SOURCE DATA:
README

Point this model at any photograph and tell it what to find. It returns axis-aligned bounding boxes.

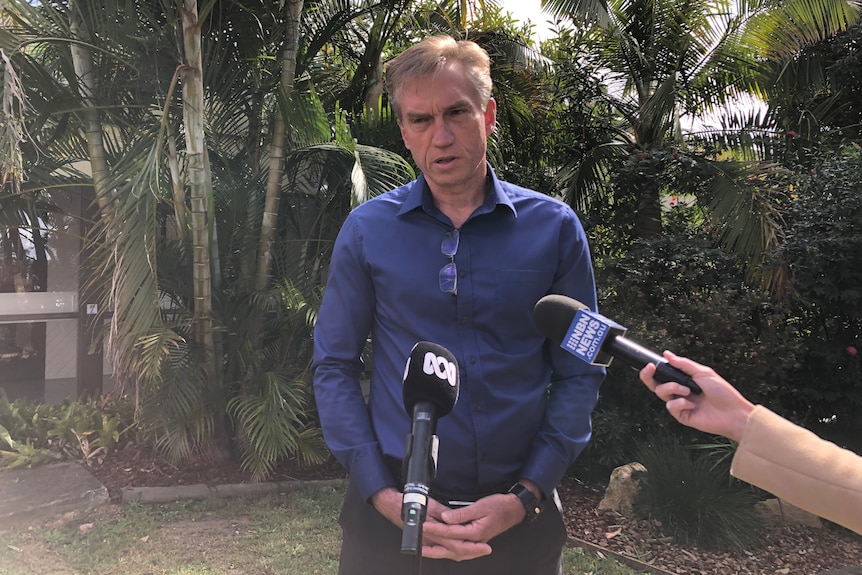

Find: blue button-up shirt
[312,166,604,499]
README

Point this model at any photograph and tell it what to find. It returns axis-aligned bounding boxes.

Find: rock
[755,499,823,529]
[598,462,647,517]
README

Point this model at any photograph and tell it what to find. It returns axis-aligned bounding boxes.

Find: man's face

==

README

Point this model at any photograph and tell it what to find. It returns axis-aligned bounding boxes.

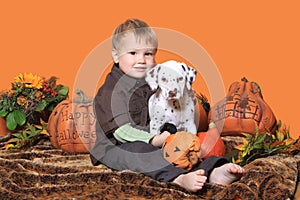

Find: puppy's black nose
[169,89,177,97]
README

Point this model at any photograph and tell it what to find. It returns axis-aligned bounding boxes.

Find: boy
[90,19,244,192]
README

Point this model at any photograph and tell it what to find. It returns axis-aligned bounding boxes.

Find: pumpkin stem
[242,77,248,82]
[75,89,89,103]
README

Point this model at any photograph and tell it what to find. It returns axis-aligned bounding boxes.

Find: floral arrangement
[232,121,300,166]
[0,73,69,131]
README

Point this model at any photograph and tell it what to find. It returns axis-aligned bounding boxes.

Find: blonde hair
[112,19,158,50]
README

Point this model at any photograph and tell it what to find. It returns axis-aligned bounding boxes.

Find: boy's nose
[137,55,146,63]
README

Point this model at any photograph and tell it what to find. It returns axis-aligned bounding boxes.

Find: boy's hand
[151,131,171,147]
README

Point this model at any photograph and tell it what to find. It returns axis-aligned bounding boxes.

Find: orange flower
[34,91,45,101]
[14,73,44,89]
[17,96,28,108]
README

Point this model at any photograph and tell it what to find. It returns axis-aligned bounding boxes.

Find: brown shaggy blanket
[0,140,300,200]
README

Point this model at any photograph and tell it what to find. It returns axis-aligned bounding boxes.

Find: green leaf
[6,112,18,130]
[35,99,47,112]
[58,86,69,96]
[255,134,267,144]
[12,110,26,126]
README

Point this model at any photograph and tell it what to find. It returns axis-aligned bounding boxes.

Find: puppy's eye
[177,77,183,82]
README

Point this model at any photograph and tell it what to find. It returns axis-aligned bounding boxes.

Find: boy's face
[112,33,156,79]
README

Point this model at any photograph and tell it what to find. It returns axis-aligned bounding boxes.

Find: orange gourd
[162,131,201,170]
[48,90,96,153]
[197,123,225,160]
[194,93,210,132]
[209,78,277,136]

GOAL:
Please show every line of the rows above that contains the string "puppy", where case counts.

ANSWER TO THIS PROBLEM:
Find: puppy's black nose
Find: puppy's eye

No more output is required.